▶ [Stored rows]
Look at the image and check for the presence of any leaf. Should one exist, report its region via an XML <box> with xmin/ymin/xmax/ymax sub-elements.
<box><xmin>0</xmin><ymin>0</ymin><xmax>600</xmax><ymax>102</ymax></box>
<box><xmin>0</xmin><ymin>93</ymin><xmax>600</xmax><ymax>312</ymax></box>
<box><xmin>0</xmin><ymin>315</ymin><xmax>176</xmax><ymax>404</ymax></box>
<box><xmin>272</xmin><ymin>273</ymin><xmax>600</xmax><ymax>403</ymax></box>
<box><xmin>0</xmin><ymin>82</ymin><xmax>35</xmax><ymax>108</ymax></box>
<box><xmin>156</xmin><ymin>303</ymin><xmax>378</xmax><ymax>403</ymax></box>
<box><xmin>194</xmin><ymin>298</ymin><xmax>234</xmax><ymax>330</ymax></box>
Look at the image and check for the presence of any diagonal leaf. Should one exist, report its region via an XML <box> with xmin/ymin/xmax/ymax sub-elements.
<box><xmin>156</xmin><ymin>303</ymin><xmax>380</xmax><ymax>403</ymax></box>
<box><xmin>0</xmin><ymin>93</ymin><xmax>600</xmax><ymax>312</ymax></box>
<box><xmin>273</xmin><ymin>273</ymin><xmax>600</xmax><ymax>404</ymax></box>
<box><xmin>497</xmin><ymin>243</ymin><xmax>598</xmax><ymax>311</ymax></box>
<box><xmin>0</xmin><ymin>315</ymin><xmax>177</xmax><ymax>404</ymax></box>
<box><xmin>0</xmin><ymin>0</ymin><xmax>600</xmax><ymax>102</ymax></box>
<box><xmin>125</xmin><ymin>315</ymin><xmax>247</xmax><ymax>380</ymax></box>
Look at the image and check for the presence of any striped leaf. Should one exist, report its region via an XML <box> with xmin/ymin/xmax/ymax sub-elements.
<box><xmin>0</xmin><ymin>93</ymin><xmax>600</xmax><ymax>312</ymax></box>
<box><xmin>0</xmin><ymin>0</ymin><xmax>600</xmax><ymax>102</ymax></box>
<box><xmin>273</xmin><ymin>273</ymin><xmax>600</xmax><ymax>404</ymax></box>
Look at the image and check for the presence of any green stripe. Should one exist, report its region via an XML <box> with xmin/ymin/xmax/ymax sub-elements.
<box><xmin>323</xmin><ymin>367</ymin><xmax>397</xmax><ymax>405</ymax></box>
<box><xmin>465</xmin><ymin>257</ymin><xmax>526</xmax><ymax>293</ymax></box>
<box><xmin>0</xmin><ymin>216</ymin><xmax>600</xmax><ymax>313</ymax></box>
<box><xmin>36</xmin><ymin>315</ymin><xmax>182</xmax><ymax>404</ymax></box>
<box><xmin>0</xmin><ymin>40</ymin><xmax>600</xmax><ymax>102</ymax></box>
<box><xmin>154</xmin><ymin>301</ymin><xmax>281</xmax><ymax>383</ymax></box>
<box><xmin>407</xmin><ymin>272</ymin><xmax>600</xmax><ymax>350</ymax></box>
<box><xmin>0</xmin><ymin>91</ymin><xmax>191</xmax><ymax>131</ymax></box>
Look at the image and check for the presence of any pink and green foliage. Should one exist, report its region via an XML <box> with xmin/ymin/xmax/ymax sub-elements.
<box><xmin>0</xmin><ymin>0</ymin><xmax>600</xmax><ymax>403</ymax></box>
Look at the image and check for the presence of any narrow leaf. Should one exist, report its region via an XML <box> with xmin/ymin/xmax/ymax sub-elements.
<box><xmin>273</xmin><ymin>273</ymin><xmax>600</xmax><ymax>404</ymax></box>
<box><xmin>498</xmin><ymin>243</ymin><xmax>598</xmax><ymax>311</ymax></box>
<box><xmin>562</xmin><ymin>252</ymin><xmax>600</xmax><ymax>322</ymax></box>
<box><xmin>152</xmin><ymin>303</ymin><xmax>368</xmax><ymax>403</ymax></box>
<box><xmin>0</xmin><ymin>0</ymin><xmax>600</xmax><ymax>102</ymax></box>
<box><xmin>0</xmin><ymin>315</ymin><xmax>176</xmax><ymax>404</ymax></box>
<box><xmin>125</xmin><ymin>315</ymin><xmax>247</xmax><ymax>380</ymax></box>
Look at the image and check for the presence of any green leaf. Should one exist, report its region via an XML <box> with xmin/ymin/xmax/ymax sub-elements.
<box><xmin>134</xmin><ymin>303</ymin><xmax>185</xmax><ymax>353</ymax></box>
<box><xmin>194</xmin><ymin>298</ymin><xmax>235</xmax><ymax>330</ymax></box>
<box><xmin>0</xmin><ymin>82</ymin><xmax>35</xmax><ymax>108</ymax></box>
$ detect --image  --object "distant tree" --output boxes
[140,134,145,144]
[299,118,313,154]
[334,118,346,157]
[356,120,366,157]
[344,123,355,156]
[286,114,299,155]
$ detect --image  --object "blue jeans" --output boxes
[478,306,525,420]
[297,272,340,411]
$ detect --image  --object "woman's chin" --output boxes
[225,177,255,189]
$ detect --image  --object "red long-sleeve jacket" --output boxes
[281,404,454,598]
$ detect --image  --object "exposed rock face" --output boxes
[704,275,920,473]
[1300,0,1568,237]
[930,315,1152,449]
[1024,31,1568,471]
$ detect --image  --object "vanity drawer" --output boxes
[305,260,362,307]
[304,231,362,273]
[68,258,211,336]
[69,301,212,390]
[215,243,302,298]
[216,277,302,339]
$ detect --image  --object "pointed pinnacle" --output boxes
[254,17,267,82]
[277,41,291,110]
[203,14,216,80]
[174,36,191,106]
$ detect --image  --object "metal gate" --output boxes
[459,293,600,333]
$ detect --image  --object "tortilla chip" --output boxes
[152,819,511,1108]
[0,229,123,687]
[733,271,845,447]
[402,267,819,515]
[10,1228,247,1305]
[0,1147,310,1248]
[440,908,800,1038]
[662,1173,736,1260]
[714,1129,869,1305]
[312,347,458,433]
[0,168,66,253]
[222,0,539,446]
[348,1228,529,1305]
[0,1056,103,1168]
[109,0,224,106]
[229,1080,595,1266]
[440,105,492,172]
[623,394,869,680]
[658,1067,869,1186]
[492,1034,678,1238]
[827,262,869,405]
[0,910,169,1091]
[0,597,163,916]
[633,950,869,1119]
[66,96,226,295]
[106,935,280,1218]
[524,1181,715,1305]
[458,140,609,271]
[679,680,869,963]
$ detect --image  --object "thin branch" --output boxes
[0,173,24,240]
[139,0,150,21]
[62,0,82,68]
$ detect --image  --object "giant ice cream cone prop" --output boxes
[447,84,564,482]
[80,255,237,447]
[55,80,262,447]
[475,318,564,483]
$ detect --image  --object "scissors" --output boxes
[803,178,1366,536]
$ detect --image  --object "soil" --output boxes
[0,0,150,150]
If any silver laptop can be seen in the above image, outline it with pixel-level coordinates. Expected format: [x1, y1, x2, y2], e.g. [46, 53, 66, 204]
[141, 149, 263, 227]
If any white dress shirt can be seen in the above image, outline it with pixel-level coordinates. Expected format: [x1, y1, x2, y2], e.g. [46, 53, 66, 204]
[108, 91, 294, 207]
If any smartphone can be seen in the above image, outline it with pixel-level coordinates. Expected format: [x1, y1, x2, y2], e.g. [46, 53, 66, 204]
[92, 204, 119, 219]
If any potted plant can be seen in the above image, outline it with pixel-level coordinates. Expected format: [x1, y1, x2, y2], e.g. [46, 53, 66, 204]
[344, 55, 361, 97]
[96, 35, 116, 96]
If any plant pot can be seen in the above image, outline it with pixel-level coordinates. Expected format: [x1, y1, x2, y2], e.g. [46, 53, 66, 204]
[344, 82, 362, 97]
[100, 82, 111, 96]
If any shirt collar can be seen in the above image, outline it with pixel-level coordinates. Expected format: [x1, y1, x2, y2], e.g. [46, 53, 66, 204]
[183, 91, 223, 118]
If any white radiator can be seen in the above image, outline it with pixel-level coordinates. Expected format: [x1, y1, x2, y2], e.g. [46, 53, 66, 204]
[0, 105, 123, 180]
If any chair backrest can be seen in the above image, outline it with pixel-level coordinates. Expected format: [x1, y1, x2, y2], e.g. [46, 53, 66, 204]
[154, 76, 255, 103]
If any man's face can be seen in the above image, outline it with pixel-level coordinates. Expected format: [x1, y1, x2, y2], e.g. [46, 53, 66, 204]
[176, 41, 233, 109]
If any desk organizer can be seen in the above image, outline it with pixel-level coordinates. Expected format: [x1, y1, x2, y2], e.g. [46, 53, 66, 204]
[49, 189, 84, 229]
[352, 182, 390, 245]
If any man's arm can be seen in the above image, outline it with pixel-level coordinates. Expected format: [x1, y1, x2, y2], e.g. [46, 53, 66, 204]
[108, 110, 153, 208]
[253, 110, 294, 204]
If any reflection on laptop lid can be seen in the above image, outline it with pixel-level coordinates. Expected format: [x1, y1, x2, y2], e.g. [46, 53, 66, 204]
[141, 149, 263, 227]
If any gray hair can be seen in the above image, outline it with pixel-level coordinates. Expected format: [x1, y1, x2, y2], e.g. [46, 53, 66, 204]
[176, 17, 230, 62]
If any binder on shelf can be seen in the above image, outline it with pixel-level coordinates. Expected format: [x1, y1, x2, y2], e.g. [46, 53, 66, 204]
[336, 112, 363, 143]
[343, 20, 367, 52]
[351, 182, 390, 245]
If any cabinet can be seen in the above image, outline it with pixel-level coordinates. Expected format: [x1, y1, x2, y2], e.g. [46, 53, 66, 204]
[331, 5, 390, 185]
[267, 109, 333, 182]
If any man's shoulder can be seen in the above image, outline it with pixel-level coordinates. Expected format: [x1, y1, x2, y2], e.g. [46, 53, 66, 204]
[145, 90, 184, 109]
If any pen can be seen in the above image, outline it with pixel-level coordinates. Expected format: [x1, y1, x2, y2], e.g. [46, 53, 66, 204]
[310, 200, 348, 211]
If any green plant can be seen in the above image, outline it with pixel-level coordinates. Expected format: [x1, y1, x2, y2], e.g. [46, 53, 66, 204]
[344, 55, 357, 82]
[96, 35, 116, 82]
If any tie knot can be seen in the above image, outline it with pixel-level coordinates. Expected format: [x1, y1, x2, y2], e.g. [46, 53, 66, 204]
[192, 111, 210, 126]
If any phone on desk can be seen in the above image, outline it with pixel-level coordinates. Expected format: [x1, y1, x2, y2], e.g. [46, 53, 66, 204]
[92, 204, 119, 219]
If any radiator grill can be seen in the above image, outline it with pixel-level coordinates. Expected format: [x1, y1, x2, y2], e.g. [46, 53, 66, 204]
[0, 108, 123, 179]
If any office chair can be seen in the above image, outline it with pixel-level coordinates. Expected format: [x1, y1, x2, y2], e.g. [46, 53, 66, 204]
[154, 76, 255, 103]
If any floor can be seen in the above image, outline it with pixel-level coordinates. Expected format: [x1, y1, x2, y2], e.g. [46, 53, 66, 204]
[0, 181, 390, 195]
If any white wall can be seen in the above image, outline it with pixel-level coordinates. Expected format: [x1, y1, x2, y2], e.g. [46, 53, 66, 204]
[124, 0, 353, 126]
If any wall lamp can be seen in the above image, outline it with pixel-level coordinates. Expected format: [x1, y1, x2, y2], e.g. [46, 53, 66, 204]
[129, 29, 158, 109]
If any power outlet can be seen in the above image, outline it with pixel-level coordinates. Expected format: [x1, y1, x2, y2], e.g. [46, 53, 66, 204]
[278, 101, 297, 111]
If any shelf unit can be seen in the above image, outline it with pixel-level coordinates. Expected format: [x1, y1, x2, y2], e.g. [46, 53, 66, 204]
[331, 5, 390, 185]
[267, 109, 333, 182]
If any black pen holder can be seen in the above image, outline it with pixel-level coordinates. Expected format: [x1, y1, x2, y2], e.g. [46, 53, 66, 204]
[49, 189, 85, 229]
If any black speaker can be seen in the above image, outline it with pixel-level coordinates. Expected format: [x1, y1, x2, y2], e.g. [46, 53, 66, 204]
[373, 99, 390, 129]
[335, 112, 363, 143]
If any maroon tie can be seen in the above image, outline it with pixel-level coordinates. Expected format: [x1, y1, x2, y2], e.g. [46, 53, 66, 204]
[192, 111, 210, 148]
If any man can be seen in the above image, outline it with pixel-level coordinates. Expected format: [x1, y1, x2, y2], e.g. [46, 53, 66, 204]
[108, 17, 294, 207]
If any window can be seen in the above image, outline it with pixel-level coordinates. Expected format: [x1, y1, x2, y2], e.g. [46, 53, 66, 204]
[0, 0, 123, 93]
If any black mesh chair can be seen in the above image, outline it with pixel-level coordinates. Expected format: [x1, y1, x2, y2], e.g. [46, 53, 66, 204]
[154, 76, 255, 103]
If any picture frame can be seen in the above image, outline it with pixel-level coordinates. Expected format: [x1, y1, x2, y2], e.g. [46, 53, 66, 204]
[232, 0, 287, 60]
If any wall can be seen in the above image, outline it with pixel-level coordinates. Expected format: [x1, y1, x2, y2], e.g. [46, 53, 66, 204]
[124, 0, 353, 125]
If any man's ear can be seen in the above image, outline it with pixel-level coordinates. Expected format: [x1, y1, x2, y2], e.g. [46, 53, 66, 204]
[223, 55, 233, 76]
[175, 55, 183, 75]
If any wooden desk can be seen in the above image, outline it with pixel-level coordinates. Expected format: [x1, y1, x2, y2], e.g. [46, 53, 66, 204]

▶ [Directions for this task] Reproduce verbatim the stretch of the listing from the line containing "ice cream cone" through the line containing "[183, 91, 223, 118]", both included.

▶ [Result of this exercise]
$ detect --image  --object "giant ice cream cone prop" --output boxes
[447,84,564,482]
[80,255,237,447]
[55,80,262,447]
[475,318,564,483]
$ detect --image  --object "scissors" --output boxes
[803,178,1366,536]
$ detect --image  --object "soil" --output boxes
[0,0,150,150]
If any silver laptop can be seen in the above image, outline it with pixel-level coordinates. Expected format: [x1, y1, x2, y2], e.g. [46, 53, 66, 204]
[141, 149, 263, 227]
If any white dress shirt can be seen in the above image, outline it with pixel-level coordinates. Expected format: [x1, y1, x2, y2], e.g. [46, 53, 66, 204]
[108, 91, 294, 207]
If any smartphone can be seen in the above image, outline it with pixel-level coordinates. Expected format: [x1, y1, x2, y2], e.g. [46, 53, 66, 204]
[92, 204, 119, 219]
If any potted plant can be seen in the above image, outline it with pixel-level coordinates. Expected format: [x1, y1, x2, y2], e.g. [46, 53, 66, 204]
[344, 55, 361, 97]
[96, 35, 116, 96]
If any plant pot can be seen in the above image, outline it with pixel-level coordinates. Expected format: [x1, y1, x2, y2], e.g. [46, 53, 66, 204]
[344, 82, 362, 97]
[100, 82, 111, 96]
If any shirt collar can be seen in the above image, outline it with pixel-level coordinates. Expected format: [x1, y1, x2, y2], e.g. [46, 53, 66, 204]
[183, 91, 223, 118]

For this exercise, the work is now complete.